— start RECORD EXCERPTS —

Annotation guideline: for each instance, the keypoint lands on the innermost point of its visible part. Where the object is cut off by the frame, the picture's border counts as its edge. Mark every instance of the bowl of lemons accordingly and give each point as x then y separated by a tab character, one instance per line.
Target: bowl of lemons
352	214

— end RECORD EXCERPTS —
— start RECORD EXCERPTS —

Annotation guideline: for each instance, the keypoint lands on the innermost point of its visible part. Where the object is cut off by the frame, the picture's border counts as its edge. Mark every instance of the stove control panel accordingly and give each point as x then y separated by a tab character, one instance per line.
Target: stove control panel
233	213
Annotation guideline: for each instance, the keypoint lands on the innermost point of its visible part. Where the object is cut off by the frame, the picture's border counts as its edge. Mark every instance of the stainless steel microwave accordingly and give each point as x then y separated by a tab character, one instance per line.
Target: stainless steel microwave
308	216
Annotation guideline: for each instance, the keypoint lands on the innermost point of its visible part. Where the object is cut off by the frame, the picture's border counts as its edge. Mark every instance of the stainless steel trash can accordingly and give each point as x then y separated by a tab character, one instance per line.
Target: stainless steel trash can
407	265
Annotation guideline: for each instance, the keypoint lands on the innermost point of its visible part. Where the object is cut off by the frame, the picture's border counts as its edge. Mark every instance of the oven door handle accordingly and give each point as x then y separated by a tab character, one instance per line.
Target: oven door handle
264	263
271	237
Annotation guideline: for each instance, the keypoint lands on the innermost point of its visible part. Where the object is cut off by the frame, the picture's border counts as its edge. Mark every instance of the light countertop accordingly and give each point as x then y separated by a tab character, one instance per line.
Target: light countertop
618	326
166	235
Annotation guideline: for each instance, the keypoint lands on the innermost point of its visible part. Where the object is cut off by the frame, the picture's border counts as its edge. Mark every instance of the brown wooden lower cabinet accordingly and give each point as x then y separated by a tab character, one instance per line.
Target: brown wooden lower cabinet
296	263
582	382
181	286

— end RECORD EXCERPTS —

Show each line from the entries above that contains the word "control", copied in full.

Annotation guideline: for each instance, the keypoint lands on the innermost point of its visible part. Where the object is cut off by the frame, the picture's border counts as its edge. Mark every instance of the stove control panel accordingly and give each point as x then y separated by a tab character, one instance per line.
Target: stove control panel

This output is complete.